Excerpt:
++++++++

Floods Leave Ten of Thousands Homeless in Algeria
ALGERIA: February 15, 2006


ALGIERS - Tens of thousands of people need urgent help after torrential rains flooded their refugee camps in southwest Algeria, leaving them without shelter and short of food, officials said on Tuesday.

 


The United Nations refugee agency (UNHCR) and officials at the Sahrawi refugee camps said the rains had washed away many of the mud-brick houses where some 158,000 refugees have been living since fleeing the disputed Western Sahara territory.

"Heavy rains over the past few days destroyed 50 percent of shelters," a spokesman for the Western Sahara's independence movement, the Polisario Front, told Reuters in Algiers.

UNHCR said some 50,000 refugees had been left homeless and it was preparing to rush relief supplies to the camps.

"An airlift currently being arranged will deliver lightweight tents, blankets, jerry cans, mattresses and plastic sheeting from our regional warehouse in Jordan," the UNHCR said in a statement posted on its Web site.

++++++++

Study material:

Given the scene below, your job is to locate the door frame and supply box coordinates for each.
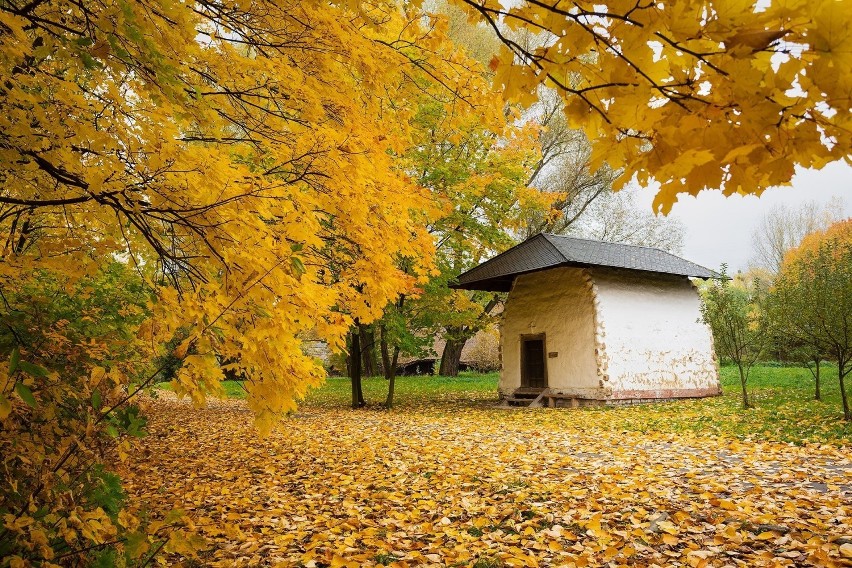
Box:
[520,333,549,389]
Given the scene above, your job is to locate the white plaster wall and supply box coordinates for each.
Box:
[500,268,602,398]
[591,268,719,398]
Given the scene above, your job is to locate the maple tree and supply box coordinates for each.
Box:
[457,0,852,212]
[770,220,852,420]
[0,0,496,563]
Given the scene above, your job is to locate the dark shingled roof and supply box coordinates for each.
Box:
[452,233,719,292]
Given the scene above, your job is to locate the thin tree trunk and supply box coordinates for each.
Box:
[737,364,751,408]
[358,325,377,377]
[379,324,399,408]
[438,339,467,377]
[379,324,396,381]
[814,358,822,400]
[349,323,364,408]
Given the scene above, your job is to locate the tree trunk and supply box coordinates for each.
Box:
[438,339,467,377]
[737,365,751,408]
[349,323,365,408]
[814,358,822,400]
[358,324,377,377]
[379,325,399,409]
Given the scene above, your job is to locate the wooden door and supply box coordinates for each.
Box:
[521,333,547,389]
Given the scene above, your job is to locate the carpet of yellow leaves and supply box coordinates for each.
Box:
[122,393,852,568]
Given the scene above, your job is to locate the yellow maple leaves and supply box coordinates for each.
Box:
[123,390,850,568]
[460,0,852,212]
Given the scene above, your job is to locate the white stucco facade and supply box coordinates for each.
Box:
[500,267,720,400]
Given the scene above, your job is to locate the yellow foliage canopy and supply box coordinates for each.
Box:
[457,0,852,212]
[0,0,499,426]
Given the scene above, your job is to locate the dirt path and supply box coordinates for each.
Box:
[123,395,852,568]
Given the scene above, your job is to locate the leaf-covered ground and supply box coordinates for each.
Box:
[123,374,852,568]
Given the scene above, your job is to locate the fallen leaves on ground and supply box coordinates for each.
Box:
[123,394,852,568]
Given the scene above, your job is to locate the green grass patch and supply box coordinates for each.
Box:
[156,366,852,445]
[604,366,852,445]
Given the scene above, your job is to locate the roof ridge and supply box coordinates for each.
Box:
[539,233,691,256]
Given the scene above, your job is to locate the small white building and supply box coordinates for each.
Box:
[455,234,721,406]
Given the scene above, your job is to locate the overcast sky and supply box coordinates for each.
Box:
[637,162,852,272]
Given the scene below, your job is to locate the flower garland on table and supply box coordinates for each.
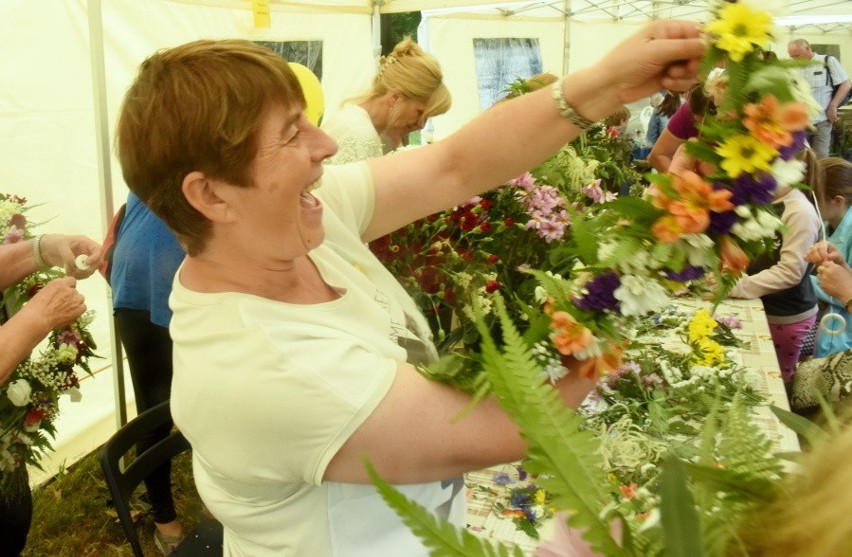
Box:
[370,118,641,394]
[373,2,820,556]
[0,194,96,486]
[422,3,810,394]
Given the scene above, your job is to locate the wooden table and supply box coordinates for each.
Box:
[465,299,800,554]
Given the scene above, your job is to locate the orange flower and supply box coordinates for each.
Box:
[651,215,683,244]
[618,483,639,500]
[561,343,624,382]
[550,311,594,355]
[721,236,748,275]
[743,95,809,149]
[651,170,734,244]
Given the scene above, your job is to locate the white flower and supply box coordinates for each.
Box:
[756,206,782,230]
[573,339,603,360]
[613,275,669,316]
[56,344,77,363]
[739,0,790,18]
[64,387,83,402]
[6,379,33,406]
[772,157,805,187]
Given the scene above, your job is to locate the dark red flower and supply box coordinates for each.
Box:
[24,408,47,427]
[485,280,503,294]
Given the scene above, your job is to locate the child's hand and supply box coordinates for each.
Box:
[805,240,849,267]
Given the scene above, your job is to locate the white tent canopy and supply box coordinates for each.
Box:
[416,0,852,139]
[0,0,852,480]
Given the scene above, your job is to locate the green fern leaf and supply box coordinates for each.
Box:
[364,460,523,557]
[477,296,625,556]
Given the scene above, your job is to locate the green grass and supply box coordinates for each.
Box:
[22,451,201,557]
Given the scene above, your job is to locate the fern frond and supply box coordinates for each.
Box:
[477,296,625,556]
[364,460,523,557]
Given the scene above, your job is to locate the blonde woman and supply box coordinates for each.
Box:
[322,37,450,164]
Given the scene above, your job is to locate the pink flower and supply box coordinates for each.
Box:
[3,224,24,244]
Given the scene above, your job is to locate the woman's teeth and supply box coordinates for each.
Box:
[300,191,319,207]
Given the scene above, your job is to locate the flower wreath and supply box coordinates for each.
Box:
[0,194,96,486]
[476,2,813,384]
[370,1,824,556]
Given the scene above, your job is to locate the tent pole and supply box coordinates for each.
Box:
[86,0,127,427]
[373,0,384,60]
[562,0,571,75]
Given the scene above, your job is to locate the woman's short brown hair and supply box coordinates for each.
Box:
[344,37,452,122]
[115,40,305,255]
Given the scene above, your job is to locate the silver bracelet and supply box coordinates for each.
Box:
[551,76,595,131]
[33,234,51,269]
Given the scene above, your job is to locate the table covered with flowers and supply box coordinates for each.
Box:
[465,298,799,554]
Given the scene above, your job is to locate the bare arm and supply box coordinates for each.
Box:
[648,129,684,172]
[364,21,704,239]
[0,234,103,288]
[0,240,38,289]
[324,364,595,484]
[0,276,86,385]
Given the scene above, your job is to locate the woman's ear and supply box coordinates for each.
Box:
[181,170,231,222]
[388,89,405,106]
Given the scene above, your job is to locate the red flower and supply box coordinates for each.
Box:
[485,280,503,294]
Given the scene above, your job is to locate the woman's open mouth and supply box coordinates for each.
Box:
[299,190,322,209]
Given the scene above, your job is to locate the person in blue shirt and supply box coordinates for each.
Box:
[807,157,852,357]
[645,90,683,147]
[108,192,185,554]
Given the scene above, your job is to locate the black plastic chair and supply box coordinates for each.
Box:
[101,401,222,557]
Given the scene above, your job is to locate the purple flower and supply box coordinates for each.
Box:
[574,272,621,311]
[710,211,740,234]
[510,490,535,509]
[778,130,807,161]
[492,472,514,485]
[731,172,778,205]
[715,315,743,329]
[664,265,704,282]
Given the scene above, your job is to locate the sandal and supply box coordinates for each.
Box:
[154,527,183,555]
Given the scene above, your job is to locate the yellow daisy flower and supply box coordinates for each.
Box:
[707,3,772,62]
[716,134,778,178]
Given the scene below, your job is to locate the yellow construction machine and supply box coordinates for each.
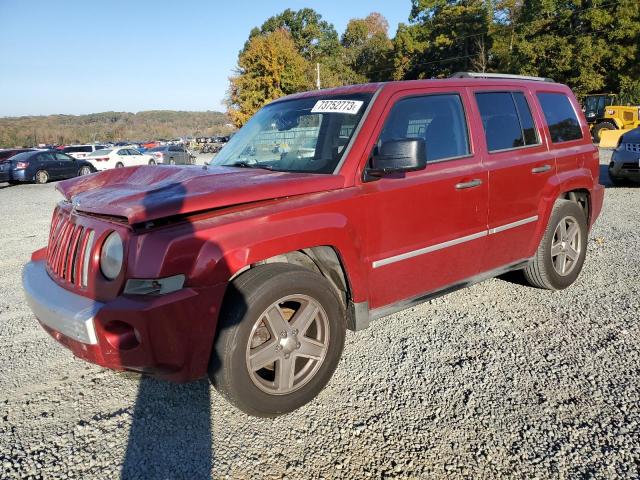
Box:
[582,93,640,148]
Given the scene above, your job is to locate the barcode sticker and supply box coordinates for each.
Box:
[311,100,364,115]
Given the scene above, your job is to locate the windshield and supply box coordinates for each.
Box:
[211,94,372,173]
[10,151,34,162]
[87,148,113,157]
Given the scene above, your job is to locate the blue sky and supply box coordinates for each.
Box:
[0,0,411,116]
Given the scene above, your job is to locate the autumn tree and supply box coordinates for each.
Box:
[499,0,640,94]
[393,0,492,79]
[227,28,311,127]
[240,8,363,87]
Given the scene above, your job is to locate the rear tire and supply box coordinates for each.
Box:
[33,170,49,185]
[592,120,617,143]
[209,263,346,417]
[524,200,587,290]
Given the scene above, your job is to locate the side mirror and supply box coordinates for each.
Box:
[366,138,427,177]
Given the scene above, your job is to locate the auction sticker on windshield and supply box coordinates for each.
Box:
[311,100,364,115]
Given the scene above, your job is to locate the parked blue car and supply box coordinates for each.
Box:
[9,150,96,183]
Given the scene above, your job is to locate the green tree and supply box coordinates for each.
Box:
[240,8,363,87]
[393,0,492,79]
[227,28,311,127]
[495,0,640,95]
[341,12,393,81]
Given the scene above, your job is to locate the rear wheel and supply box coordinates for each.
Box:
[34,170,49,184]
[209,263,345,417]
[524,200,587,290]
[591,121,617,143]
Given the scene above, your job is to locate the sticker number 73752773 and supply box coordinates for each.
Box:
[311,100,364,115]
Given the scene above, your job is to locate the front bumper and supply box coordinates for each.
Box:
[609,149,640,182]
[22,260,226,382]
[22,261,104,345]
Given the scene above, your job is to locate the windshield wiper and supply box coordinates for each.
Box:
[224,162,273,170]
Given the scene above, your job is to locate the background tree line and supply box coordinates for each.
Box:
[0,110,233,147]
[227,0,640,126]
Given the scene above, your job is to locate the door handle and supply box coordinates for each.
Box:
[456,178,482,190]
[531,165,551,173]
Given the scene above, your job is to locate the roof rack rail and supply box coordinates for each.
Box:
[449,72,554,83]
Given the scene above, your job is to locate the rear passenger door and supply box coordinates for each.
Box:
[362,89,488,315]
[52,152,78,178]
[472,88,556,271]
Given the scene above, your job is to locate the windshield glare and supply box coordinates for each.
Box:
[87,148,113,157]
[211,94,371,173]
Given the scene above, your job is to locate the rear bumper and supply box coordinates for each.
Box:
[609,150,640,181]
[22,260,226,382]
[589,183,604,228]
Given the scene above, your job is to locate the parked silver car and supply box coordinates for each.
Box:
[145,145,192,165]
[609,127,640,185]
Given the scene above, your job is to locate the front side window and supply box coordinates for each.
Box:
[476,92,540,152]
[54,152,73,162]
[212,94,371,173]
[538,93,582,143]
[379,94,470,162]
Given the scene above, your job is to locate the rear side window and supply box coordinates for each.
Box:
[476,92,540,152]
[538,93,582,143]
[379,94,469,162]
[62,146,92,153]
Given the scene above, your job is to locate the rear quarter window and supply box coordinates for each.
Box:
[537,93,582,143]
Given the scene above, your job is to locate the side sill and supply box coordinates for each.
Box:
[359,258,532,328]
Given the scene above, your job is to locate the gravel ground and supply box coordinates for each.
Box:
[0,152,640,479]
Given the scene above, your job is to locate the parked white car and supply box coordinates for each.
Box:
[85,147,157,170]
[61,145,107,159]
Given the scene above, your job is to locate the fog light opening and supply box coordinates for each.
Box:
[104,320,140,350]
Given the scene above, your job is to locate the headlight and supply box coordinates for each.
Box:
[100,232,124,280]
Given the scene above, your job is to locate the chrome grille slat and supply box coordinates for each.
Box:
[46,211,91,287]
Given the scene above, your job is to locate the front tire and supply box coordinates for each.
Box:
[209,263,346,417]
[524,200,588,290]
[34,170,49,185]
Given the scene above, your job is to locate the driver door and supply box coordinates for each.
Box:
[362,89,488,314]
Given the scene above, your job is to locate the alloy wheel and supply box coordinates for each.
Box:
[246,295,330,395]
[551,216,582,276]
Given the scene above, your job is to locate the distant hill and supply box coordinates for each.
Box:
[0,110,233,147]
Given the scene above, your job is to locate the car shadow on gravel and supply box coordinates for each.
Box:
[122,376,213,479]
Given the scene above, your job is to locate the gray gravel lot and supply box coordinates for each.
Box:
[0,152,640,479]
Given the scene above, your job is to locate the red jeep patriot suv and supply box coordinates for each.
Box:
[23,74,603,416]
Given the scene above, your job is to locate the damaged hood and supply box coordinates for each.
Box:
[56,166,344,224]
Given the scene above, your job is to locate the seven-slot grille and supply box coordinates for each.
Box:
[47,211,94,287]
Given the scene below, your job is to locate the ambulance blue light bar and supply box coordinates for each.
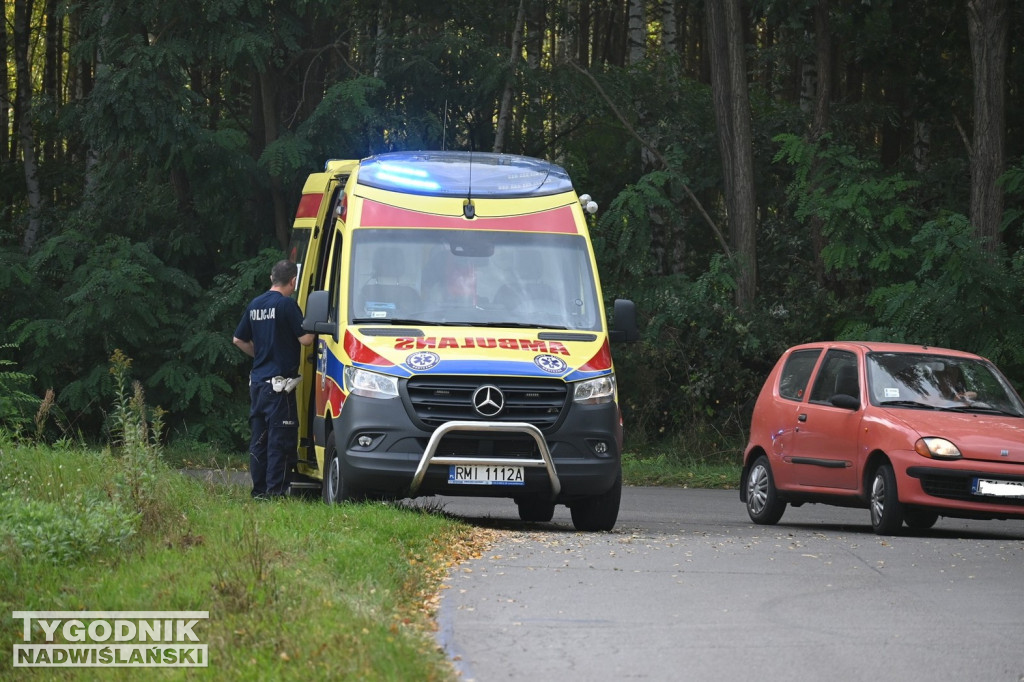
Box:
[358,152,572,199]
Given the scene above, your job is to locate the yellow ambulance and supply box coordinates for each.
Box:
[291,152,638,530]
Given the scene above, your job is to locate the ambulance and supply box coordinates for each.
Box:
[290,152,638,530]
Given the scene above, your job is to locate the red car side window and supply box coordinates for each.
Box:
[778,348,821,400]
[811,350,860,402]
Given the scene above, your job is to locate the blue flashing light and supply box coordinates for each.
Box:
[377,171,441,191]
[378,163,429,177]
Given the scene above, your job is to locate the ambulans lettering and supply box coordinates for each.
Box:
[394,336,569,355]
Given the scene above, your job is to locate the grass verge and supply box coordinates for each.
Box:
[623,453,740,489]
[0,441,480,680]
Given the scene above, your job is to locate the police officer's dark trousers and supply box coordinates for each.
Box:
[249,381,299,498]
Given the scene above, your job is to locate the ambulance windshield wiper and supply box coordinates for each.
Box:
[352,317,441,327]
[444,321,568,330]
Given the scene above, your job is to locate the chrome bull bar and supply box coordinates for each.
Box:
[409,422,562,500]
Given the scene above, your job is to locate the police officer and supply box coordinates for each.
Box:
[232,260,313,499]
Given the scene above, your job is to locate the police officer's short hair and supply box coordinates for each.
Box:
[270,260,299,287]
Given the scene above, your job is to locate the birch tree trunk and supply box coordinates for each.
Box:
[705,0,758,307]
[12,0,43,253]
[626,0,647,65]
[494,0,526,152]
[967,0,1007,251]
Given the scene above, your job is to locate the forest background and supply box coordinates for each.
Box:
[0,0,1024,451]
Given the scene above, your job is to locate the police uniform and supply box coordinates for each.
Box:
[234,290,305,498]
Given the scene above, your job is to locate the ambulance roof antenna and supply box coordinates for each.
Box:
[462,152,476,220]
[441,99,447,152]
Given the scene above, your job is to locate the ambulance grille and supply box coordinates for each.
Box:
[407,376,567,429]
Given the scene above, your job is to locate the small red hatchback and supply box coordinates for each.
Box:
[739,342,1024,535]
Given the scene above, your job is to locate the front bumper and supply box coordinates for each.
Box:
[334,395,622,504]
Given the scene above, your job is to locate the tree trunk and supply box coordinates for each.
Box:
[967,0,1007,251]
[494,0,526,152]
[259,67,292,249]
[808,0,833,284]
[0,1,11,163]
[627,0,647,66]
[705,0,757,307]
[662,0,679,54]
[12,0,43,253]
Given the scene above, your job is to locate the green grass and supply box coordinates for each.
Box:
[161,440,249,471]
[623,423,746,489]
[0,440,475,680]
[623,453,740,489]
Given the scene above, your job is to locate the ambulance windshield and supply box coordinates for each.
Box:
[349,228,602,331]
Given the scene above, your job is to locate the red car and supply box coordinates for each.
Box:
[739,342,1024,535]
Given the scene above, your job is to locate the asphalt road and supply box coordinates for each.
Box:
[422,487,1024,682]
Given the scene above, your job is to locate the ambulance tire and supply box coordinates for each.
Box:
[515,498,555,523]
[321,431,360,505]
[569,471,623,532]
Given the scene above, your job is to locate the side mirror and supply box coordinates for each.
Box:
[608,298,640,343]
[828,393,860,410]
[302,291,338,336]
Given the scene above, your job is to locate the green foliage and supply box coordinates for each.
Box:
[0,492,136,566]
[0,343,41,433]
[0,439,475,681]
[844,214,1024,381]
[775,134,920,278]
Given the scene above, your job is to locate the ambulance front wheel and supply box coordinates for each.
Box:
[322,431,359,505]
[569,471,623,532]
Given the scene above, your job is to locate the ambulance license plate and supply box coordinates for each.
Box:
[449,464,525,485]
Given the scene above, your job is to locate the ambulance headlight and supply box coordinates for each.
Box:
[345,367,398,398]
[572,374,615,404]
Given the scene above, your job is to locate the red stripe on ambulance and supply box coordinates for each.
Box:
[360,200,579,235]
[394,336,573,357]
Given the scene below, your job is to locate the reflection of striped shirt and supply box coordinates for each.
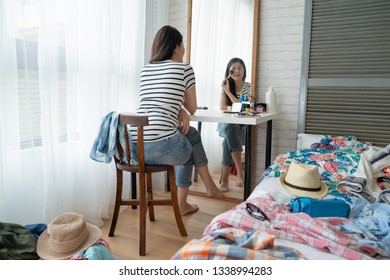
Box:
[137,60,195,142]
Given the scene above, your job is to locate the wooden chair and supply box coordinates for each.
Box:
[109,114,187,256]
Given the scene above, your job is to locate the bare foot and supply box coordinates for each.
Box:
[180,203,199,216]
[219,184,229,192]
[237,176,244,188]
[206,186,225,199]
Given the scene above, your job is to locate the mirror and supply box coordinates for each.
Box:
[186,0,259,200]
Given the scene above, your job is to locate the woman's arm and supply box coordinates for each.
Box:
[184,86,198,115]
[219,80,240,110]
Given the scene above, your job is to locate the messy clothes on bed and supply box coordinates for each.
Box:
[262,136,369,198]
[203,194,390,259]
[204,136,390,259]
[171,228,304,260]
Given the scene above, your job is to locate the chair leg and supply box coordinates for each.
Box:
[139,173,148,256]
[146,173,155,221]
[108,169,123,237]
[168,166,187,236]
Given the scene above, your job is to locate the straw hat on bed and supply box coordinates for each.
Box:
[280,162,328,198]
[37,212,102,260]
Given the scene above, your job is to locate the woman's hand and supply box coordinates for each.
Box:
[178,108,190,135]
[221,79,230,94]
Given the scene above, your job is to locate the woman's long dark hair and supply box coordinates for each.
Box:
[149,25,183,63]
[225,57,246,106]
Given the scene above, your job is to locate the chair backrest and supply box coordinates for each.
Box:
[115,113,149,172]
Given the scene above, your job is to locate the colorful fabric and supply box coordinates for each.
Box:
[262,136,369,196]
[171,228,304,260]
[89,112,119,163]
[89,111,127,163]
[68,238,115,260]
[203,194,383,259]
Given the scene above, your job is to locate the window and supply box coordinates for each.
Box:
[298,0,390,146]
[15,0,67,149]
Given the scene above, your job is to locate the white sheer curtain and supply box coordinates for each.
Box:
[191,0,254,171]
[0,0,166,225]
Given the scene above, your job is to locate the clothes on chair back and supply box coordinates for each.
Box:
[89,111,126,163]
[0,223,39,260]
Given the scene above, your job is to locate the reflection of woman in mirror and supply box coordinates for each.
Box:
[218,57,250,192]
[133,25,225,215]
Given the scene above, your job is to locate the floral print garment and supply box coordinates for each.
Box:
[262,135,371,196]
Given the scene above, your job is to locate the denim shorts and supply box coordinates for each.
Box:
[132,127,208,187]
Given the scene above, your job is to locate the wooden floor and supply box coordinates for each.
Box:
[190,172,244,202]
[101,193,237,260]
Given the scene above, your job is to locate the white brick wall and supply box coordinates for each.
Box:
[169,0,305,190]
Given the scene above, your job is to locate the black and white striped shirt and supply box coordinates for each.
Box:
[132,60,195,142]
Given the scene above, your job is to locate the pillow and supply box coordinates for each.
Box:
[297,133,325,150]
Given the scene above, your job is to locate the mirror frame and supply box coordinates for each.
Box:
[186,0,260,97]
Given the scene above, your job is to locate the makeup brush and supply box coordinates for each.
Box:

++++++++

Required actions:
1. According to the Algeria flood article, how many refugees did UNHCR say had been left homeless?
2. Extend the Algeria flood article beyond its final sentence.
The material plays no part in what comes next.

Answer set:
1. Some 50,000 refugees.

2.
The Sahrawi Red Crescent said the situation was worsening, and urged donors and international organisations to speed up their efforts as food stocks dwindled.

"We launch this emergency call to relieve thousands of women, children and elderly people. We urge donors to intervene as soon as possible to rebuild schools and hospitals," it said in a statement.

The conflict in Western Sahara was triggered by Morocco's seizure of the northwest African desert territory shortly after former colonial power Spain withdrew in 1975.

The Polisario Front, whose principal backer is Algeria, fought a 16-year guerrilla war with Morocco.

The United Nations brokered a ceasefire in 1991 with the promise of a referendum on the territory's future but Morocco has refused to allow a vote on self-determination.